▸ **Set task**
Pull out every line of the listing below that contains the string "each".

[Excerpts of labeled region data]
◇ ◇ ◇ ◇

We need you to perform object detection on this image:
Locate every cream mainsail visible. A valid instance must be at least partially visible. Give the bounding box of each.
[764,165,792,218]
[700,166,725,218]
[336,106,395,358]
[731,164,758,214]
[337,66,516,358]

◇ ◇ ◇ ◇

▸ **Written solution**
Locate every cream mainsail visible. A valid instance must be at least partially visible. Give the bounding box of each.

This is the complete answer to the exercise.